:: TASK ::
Please copy each line from the entries that contains the string "metal".

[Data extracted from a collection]
^^^^^^^^

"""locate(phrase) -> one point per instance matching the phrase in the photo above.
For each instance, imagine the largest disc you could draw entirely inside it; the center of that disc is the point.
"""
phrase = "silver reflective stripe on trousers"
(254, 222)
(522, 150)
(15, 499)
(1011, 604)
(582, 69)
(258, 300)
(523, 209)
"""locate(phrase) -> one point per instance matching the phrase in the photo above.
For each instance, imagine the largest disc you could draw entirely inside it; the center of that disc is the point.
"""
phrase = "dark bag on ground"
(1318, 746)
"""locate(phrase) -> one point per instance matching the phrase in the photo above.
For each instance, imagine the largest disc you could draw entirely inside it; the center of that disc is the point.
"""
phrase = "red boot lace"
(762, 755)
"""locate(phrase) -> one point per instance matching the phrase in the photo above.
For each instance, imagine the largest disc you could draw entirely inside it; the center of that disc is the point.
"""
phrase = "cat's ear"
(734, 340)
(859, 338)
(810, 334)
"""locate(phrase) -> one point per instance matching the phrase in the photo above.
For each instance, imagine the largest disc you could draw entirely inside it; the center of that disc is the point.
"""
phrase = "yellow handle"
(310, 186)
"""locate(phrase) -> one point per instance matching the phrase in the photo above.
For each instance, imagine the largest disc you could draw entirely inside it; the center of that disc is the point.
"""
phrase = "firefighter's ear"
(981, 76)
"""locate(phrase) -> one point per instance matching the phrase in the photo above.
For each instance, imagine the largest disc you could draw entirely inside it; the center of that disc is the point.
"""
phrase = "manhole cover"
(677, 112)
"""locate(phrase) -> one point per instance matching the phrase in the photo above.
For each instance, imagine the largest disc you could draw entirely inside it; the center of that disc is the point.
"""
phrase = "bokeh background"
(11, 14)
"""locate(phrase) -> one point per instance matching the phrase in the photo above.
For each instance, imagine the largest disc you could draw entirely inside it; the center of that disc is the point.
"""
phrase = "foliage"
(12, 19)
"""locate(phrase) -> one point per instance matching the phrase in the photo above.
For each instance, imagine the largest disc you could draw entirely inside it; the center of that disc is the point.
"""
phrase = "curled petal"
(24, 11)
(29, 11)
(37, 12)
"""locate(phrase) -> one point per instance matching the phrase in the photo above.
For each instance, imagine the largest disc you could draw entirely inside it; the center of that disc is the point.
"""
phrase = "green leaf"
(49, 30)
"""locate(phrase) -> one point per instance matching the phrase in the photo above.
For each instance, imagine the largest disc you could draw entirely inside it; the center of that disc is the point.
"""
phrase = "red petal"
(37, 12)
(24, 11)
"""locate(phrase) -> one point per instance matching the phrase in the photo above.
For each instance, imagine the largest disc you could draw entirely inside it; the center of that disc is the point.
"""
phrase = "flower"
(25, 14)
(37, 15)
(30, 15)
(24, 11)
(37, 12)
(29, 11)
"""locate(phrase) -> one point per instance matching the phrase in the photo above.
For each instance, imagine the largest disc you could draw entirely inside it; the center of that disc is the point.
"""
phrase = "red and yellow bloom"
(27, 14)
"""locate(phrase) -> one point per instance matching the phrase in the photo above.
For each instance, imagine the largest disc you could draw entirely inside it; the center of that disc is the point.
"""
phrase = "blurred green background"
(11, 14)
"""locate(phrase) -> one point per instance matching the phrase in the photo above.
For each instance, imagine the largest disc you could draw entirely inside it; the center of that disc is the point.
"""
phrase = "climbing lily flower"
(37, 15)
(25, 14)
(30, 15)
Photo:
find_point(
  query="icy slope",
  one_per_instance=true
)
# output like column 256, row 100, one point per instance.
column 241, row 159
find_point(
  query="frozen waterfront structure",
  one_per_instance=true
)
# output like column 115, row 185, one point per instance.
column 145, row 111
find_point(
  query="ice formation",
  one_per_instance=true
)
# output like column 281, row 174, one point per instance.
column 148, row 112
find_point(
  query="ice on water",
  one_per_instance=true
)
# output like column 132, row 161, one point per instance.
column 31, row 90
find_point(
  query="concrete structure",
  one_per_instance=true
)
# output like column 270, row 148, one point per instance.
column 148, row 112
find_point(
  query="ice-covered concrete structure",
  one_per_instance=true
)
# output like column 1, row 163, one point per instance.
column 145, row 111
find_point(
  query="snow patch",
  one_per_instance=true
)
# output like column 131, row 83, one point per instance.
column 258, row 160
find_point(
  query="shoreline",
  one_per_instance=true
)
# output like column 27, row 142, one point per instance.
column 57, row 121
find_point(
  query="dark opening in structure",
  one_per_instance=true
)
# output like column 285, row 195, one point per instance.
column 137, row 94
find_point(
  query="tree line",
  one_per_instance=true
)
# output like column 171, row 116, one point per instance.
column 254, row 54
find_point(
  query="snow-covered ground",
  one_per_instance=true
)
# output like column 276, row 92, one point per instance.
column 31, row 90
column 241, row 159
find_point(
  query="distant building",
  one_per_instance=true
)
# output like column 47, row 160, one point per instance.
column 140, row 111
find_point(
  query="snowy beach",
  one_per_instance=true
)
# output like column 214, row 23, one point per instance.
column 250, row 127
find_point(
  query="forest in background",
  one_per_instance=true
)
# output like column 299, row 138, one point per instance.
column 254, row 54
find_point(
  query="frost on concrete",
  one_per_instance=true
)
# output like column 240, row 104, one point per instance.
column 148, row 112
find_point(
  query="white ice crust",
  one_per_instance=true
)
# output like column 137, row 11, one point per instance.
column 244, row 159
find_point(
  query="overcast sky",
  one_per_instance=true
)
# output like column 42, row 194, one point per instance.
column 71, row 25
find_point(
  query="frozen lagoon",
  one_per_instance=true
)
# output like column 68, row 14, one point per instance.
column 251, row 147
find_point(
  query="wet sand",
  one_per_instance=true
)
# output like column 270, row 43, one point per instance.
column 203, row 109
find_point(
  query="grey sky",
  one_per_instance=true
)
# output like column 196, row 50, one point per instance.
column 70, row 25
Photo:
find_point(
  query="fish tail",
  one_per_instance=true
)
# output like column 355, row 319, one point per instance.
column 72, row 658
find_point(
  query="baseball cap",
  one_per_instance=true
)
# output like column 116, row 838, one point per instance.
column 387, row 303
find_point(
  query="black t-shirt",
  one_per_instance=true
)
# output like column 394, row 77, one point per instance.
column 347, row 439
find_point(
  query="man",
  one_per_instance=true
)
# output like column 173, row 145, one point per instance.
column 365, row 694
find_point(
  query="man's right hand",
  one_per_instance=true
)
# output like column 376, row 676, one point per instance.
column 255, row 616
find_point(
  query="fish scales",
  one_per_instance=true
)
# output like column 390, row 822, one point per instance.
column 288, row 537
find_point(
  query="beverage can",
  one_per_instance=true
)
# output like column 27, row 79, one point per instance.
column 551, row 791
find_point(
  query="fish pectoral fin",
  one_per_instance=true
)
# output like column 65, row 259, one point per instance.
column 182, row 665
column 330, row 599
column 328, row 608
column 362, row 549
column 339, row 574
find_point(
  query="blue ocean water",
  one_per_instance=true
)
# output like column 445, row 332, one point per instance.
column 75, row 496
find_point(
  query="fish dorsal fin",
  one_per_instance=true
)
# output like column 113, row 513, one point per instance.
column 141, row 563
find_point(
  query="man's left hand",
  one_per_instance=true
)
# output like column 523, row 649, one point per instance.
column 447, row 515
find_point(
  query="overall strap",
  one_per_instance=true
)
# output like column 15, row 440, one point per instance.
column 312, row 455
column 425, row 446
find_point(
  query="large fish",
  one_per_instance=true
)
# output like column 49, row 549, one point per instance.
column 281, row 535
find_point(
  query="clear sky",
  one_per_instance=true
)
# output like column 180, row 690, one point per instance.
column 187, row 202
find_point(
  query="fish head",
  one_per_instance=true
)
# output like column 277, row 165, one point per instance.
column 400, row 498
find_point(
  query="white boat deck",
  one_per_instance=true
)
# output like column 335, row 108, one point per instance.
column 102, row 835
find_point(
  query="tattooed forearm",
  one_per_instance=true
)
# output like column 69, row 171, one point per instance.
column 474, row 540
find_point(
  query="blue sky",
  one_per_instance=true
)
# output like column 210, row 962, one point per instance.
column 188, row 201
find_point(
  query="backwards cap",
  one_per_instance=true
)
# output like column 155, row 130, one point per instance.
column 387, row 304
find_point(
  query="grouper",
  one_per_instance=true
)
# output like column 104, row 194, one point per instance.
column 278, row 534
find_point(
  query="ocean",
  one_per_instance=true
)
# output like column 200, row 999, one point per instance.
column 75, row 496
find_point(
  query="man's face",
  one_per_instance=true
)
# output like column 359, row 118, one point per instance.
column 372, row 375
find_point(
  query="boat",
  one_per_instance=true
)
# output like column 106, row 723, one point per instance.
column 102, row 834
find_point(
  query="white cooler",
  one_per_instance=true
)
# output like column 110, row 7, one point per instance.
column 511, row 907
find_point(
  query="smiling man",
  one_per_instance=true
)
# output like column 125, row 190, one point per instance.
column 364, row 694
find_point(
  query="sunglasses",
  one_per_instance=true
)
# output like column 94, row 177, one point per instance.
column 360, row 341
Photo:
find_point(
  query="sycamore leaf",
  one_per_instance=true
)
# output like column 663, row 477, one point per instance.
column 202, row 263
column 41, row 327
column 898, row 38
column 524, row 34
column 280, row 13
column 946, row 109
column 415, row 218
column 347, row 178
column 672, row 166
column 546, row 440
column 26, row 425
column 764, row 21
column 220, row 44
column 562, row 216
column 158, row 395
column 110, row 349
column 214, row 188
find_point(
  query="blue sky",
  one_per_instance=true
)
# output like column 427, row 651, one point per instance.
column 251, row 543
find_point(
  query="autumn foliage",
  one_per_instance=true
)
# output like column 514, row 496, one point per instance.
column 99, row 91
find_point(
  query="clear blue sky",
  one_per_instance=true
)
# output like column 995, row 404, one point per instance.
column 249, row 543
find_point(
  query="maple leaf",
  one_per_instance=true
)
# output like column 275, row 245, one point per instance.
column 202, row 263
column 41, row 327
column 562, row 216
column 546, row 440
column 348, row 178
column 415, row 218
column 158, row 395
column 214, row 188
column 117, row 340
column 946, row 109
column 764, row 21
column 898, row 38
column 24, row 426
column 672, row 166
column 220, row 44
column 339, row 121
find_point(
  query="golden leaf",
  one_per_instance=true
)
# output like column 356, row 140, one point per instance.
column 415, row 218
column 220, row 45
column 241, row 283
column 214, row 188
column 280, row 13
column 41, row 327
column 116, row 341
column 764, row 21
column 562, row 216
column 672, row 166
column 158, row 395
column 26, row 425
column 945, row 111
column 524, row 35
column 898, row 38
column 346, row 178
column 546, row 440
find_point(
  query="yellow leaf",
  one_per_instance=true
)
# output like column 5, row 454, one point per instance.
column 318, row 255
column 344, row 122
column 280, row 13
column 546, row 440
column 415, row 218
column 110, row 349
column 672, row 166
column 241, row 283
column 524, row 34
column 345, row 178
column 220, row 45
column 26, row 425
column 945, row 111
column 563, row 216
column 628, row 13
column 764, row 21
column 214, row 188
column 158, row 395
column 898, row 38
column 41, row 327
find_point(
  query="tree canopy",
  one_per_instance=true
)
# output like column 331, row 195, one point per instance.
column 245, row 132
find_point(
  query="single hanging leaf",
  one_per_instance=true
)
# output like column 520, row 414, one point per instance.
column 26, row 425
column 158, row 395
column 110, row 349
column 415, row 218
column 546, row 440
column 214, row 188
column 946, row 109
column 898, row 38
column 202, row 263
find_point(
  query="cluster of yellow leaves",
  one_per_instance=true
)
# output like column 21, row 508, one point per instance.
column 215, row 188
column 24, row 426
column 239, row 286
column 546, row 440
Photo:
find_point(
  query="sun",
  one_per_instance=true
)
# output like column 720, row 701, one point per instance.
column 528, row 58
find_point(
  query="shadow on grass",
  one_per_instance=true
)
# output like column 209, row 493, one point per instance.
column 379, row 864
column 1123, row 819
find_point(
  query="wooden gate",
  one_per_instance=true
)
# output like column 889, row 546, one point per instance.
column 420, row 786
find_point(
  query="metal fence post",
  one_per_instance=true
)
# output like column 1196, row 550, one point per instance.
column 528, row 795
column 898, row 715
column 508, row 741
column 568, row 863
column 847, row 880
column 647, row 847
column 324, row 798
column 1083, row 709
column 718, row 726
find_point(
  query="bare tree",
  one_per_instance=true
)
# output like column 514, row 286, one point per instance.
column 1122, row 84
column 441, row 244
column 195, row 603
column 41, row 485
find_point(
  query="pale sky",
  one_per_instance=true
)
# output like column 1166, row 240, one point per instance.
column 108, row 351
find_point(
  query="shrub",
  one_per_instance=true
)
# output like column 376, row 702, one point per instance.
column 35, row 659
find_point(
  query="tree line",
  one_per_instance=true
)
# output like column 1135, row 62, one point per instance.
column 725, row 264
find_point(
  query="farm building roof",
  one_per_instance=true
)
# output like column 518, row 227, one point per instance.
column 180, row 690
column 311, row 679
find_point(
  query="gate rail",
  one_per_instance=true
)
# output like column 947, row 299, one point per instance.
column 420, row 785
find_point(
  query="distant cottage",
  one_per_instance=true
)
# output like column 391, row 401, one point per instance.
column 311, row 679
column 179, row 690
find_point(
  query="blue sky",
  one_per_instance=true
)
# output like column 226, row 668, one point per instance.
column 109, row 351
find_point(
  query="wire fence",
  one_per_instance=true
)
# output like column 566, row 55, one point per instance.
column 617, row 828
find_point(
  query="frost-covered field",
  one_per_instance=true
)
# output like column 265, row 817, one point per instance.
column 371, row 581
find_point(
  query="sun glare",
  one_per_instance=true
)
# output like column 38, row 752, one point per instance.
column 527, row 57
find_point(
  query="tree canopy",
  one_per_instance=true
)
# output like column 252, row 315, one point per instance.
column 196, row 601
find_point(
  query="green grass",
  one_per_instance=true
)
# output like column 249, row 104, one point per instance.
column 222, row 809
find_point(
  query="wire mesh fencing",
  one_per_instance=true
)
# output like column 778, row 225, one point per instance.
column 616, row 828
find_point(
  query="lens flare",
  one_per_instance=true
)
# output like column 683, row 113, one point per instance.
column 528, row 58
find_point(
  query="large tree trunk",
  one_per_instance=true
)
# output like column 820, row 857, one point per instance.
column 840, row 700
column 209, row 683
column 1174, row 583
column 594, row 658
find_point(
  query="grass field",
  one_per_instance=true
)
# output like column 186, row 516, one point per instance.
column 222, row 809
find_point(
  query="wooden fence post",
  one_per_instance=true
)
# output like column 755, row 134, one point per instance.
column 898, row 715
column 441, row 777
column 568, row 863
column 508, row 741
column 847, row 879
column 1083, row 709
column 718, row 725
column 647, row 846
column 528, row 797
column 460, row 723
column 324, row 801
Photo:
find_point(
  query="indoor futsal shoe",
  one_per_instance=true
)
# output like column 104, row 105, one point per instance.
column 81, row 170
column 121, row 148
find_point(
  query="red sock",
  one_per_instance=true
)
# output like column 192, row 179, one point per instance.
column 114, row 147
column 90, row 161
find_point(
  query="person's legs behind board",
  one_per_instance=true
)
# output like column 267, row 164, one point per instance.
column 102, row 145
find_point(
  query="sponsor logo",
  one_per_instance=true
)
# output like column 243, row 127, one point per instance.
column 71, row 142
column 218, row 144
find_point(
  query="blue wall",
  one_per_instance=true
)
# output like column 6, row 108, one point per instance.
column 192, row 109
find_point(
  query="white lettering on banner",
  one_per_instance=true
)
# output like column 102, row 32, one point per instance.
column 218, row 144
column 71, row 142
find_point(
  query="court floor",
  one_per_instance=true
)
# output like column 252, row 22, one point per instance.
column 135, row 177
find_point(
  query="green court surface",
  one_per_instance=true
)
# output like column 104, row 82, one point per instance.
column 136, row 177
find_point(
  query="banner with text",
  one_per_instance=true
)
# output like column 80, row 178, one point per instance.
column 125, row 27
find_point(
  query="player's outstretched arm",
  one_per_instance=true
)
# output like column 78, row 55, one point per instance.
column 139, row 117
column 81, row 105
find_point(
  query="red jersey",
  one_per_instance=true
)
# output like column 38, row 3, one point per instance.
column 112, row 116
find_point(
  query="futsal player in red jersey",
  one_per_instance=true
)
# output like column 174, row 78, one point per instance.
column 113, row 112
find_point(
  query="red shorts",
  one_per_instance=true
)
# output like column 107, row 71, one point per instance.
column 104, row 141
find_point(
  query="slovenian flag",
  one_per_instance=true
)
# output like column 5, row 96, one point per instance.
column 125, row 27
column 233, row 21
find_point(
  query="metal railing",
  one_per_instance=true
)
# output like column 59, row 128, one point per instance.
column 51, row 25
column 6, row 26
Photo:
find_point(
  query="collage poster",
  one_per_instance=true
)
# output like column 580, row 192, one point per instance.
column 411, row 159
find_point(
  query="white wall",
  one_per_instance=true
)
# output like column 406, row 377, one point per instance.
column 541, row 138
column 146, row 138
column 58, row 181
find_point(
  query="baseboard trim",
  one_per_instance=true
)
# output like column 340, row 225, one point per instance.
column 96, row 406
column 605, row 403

^^^^^^^^

:: SOLUTION TO THIS EXERCISE ::
  query="metal fence post",
  query="metal railing",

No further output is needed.